BEGIN Data
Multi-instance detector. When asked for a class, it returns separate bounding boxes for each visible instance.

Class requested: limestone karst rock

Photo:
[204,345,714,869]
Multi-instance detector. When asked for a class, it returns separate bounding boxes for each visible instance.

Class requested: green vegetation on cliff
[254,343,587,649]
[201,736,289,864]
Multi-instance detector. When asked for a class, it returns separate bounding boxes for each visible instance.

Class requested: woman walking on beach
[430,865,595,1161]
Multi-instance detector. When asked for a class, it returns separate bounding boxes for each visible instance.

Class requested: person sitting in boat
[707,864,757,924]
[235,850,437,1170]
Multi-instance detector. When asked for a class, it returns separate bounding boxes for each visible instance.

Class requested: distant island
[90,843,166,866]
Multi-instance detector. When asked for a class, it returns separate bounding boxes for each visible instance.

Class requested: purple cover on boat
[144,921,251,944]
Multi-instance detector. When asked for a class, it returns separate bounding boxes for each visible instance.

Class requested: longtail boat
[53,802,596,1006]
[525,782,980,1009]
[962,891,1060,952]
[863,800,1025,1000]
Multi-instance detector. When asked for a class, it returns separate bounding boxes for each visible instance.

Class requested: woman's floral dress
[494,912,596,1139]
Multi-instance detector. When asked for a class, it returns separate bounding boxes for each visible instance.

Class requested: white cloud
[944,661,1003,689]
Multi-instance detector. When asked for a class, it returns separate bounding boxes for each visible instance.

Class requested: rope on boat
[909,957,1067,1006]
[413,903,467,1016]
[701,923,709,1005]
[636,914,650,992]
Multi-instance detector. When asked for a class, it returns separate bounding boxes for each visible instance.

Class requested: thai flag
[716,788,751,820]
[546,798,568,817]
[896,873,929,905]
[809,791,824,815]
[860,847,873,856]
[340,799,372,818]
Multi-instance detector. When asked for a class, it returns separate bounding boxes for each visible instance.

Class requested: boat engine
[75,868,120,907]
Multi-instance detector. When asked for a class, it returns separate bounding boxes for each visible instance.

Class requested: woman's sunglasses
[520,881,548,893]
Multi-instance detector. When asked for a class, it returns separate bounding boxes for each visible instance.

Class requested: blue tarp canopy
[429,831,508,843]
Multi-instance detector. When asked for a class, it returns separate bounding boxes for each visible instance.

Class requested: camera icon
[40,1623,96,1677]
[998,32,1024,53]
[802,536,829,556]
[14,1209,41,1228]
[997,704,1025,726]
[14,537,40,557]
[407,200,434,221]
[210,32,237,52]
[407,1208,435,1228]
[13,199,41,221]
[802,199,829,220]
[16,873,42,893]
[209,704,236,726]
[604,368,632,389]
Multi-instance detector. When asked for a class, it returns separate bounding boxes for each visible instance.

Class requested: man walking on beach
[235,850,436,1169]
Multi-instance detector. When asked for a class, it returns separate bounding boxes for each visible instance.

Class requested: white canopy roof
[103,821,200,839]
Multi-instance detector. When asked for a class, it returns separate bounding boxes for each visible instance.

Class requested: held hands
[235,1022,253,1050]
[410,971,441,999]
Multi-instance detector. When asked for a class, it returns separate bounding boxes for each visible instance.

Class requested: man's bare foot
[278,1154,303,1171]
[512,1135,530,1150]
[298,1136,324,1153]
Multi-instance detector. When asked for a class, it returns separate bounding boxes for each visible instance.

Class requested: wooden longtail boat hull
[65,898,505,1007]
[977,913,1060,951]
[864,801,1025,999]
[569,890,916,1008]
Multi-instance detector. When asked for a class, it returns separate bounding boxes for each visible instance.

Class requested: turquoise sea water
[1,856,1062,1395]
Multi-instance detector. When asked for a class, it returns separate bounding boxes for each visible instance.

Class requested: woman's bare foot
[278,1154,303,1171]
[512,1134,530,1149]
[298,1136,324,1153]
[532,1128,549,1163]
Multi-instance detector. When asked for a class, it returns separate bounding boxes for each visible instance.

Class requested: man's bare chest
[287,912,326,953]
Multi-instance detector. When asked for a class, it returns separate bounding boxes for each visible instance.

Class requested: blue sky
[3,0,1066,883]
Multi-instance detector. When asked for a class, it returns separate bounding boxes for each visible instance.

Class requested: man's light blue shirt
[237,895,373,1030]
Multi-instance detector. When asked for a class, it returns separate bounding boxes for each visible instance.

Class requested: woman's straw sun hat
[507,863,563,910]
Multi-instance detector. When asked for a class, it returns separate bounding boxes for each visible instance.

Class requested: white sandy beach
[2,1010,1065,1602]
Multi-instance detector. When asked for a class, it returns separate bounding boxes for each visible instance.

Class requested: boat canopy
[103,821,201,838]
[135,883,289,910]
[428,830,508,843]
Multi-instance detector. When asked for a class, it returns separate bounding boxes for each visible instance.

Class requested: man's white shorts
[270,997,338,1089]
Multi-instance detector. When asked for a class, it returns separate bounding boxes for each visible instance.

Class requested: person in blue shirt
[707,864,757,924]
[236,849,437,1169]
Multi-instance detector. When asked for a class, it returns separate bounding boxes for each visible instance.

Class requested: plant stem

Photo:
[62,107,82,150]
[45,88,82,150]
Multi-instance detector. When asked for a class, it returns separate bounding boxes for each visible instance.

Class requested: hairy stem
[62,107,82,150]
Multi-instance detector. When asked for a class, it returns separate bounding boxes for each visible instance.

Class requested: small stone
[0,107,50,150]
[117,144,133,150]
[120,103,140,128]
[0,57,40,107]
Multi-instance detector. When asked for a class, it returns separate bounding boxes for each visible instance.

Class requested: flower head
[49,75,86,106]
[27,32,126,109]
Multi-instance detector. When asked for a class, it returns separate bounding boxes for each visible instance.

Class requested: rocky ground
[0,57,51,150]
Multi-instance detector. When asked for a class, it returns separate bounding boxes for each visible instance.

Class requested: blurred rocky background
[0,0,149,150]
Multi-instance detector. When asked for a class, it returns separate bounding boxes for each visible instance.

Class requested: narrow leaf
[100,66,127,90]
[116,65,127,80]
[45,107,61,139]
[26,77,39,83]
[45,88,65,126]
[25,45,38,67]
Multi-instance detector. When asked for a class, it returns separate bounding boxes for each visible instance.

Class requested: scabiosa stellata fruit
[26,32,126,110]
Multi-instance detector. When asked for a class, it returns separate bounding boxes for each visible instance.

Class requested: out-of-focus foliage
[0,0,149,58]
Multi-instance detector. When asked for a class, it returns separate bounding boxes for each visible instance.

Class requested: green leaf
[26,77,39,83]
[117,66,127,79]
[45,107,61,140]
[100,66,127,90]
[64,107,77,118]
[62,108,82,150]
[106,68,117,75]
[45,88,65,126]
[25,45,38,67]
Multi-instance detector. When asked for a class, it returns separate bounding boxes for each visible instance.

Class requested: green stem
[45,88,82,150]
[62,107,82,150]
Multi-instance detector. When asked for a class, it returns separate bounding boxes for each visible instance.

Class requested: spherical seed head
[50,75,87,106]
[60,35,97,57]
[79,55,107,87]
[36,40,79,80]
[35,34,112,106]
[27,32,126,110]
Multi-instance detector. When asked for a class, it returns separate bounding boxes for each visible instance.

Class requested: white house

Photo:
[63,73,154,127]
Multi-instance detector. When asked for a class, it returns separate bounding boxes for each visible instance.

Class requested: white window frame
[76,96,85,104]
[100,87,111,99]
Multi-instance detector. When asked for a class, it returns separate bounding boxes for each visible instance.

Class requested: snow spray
END Data
* _Work to complete_:
The complete listing, from first line to last, should be copied verbatim.

* _Written reply_:
Multi-instance detector. When asked for a class, it returns separate bounding boxes for each visible instance.

Class requested: limestone karst rock

Photo:
[204,345,714,869]
Multi-instance detector. When asked for a class, it returns separate bounding boxes for each visible instance.

Class requested: green vegetation on cliff
[254,343,587,649]
[201,736,289,864]
Multi-instance detector. When asked for a class, it returns separate bounding boxes for each visible instance.

Class requested: woman walking on beach
[430,865,595,1161]
Multi-instance detector. When asked for a class, it returns separate bounding boxes for each visible instance.

Class requested: person sitting in boat
[707,864,757,924]
[235,850,437,1170]
Multi-instance detector. When asked for a class, it returns separate bounding boxes for each visible instance.

Class requested: distant island
[90,843,166,866]
Multi-instance detector. When asked for a class, it returns separate bounding boxes for each visible instance.

Class requested: purple cover on boat
[144,921,251,944]
Multi-instance detector. When asked for a class, it returns separate bounding boxes for each visible instance.

Class requested: longtail boat
[53,802,596,1006]
[525,782,980,1009]
[962,891,1060,952]
[863,800,1025,1000]
Multi-instance detector. When asked for a class, it returns separate bounding boxes for each visible instance.

Class requested: woman's floral dress
[494,912,596,1139]
Multi-instance detector. When asked for a class, it returns separate bounding boxes for each visible instance.

Class requested: white cloud
[944,661,1003,689]
Multi-instance detector. When asked for a class, it returns separate bounding boxes for each visible instance.

Class requested: rope on boat
[909,957,1067,1006]
[413,903,467,1016]
[701,923,709,1005]
[636,914,650,992]
Multi-instance detector. When asked for a class, it returns separate bounding boxes for each visible instance.

Class requested: thai flag
[716,788,751,820]
[546,798,568,817]
[896,873,929,905]
[809,791,824,815]
[860,847,873,856]
[340,799,372,818]
Multi-instance detector. When asked for a class, it returns separate bounding boxes for each visible instance.

Class requested: boat engine
[75,868,120,907]
Multi-instance detector. When asked for a class, it returns separate bounding boxes for each visible instance.

Class requested: woman's sunglasses
[520,881,548,893]
Multi-instance detector. When asked for a class, it returns separate bounding boxes for each visible instance.

Class requested: blue tarp canopy
[429,831,508,843]
Multi-instance detector. When asked for a class, it returns separate bounding boxes for each visible instance.

Class requested: camera icon
[40,1623,96,1677]
[998,32,1024,53]
[802,536,829,556]
[14,1209,41,1228]
[997,704,1025,726]
[14,537,40,557]
[407,200,434,221]
[210,32,237,52]
[407,1208,435,1228]
[13,199,41,221]
[802,199,829,220]
[16,873,42,893]
[209,704,236,726]
[604,368,632,389]
Multi-instance detector. When asked for a class, it returns separate bounding boxes for each visible instance.

Class requested: man walking on beach
[235,850,436,1169]
Multi-instance detector. When asked for a class, it returns separate bounding boxes for each visible instance.

Class requested: white canopy roof
[103,821,200,839]
Multi-instance detector. When asked for a class, it returns separate bounding boxes for each visible instance.

Class requested: held hands
[235,1022,253,1050]
[410,971,441,999]
Multi-instance detector. When asked for a class, it returns separate bounding boxes for each visible instance.

Class requested: man's bare foot
[278,1154,303,1171]
[512,1135,530,1150]
[298,1136,324,1153]
Multi-instance detector. When asked for a class, it returns separate bounding boxes for each visible instance.

Class requested: wooden longtail boat hull
[65,898,505,1007]
[977,913,1060,951]
[864,801,1025,999]
[569,890,916,1008]
Multi-instance detector. When asked for a class, it returns separate bounding boxes for each visible instance.

Class requested: turquoise sea water
[1,856,1062,1395]
Multi-instance detector. When asked for a class, it returns separate bounding boxes for each visible instance.

Class requested: woman's bare foot
[278,1154,303,1171]
[512,1134,530,1149]
[298,1136,324,1153]
[532,1128,549,1163]
Multi-instance detector. When asked for a class, it returns separate bounding boxes for each visible instance.

Class requested: man's bare chest
[287,912,326,953]
Multi-instance detector. When asked for a class, it returns separate bounding boxes for each visible instance.

Class requested: blue sky
[3,0,1066,883]
Multi-instance detector. When asked for a class, it returns separate bounding boxes for each visible instance.

Class requested: man's light blue shirt
[237,895,373,1030]
Multi-instance detector. When asked for a class, it returns separate bounding boxes for each visible instance.

Class requested: woman's straw sun hat
[507,863,563,910]
Multi-instance detector. When asked for a class, it returns separate bounding boxes for each visible instance.

Class requested: white sandy beach
[2,1010,1065,1602]
Multi-instance detector. When asked for a class, it returns separate bounding boxes for each visible instance.

Class requested: boat canopy
[103,821,201,838]
[135,883,289,910]
[428,830,508,843]
Multi-instance detector. When asked for a class, it returns separate bounding boxes for each visible instance.

Class requested: man's white shorts
[270,997,338,1089]
Multi-instance detector. When asked for a class, it returns separate bounding boxes for each visible instance.

Class requested: person in blue shirt
[707,864,757,924]
[236,849,437,1169]
Multi-instance detector. When asked for a class, it returns separate bounding boxes for each visible instance.

Class requested: plant stem

Photo:
[62,107,82,150]
[45,88,82,150]
Multi-instance detector. When asked for a class, it returns separate bounding boxes for each visible instance.

Class requested: hairy stem
[62,107,82,150]
Multi-instance detector. When asked for a class, it returns separate bounding boxes for each visible instance.

Class requested: small stone
[0,107,50,150]
[117,144,133,150]
[120,103,140,128]
[0,57,40,107]
Multi-instance detector. When asked for a class, it returns separate bounding boxes for each visible instance.

Class requested: flower head
[49,75,86,106]
[27,32,126,109]
Multi-instance detector. When asked for a class, it returns separate bounding boxes for each visible instance.

Class requested: rocky ground
[0,57,51,150]
Multi-instance detector. When asked for a class, it returns separate bounding boxes for each visible instance.

Class requested: blurred rocky background
[0,0,149,150]
Multi-instance detector. When asked for a class, it returns separate bounding boxes for each visible instance.

Class requested: narrow leaf
[100,66,127,90]
[116,65,127,80]
[45,107,61,139]
[26,77,39,83]
[45,88,65,126]
[25,45,38,67]
Multi-instance detector. When asked for a class, it returns separate bounding boxes for each visible instance.

Class requested: scabiosa stellata fruit
[26,32,126,110]
Multi-instance detector. When asked for a class, it returns separate bounding boxes for each visible instance.

Class requested: out-of-focus foliage
[0,0,149,58]
Multi-instance detector. When asked for a class, it returns separate bounding boxes for each visible instance.

Class requested: green leaf
[26,77,39,83]
[117,66,127,79]
[45,107,61,140]
[100,66,127,90]
[64,107,77,118]
[62,108,82,150]
[106,68,117,75]
[45,88,65,126]
[25,45,38,67]
Multi-instance detector. When asked for a class, it returns separate bounding boxes for each visible instance.

Class requested: green stem
[45,88,82,150]
[62,107,82,150]
Multi-instance detector. When asked for a class, it returns separate bounding boxes for each visible instance.

Class requested: spherical seed head
[50,75,87,106]
[60,35,97,57]
[79,55,107,87]
[36,40,79,80]
[35,34,112,106]
[27,32,126,110]
Multi-instance detector. When asked for a class, it returns separate bounding boxes for each visible instance.

Class requested: white house

Photo:
[63,73,154,127]
Multi-instance detector. When asked for a class, it returns separate bounding boxes for each visible instance.

Class requested: white window frame
[76,96,85,104]
[100,87,111,99]
Multi-instance detector. When asked for a class, it returns separate bounding boxes for each visible instance.

Class requested: snow spray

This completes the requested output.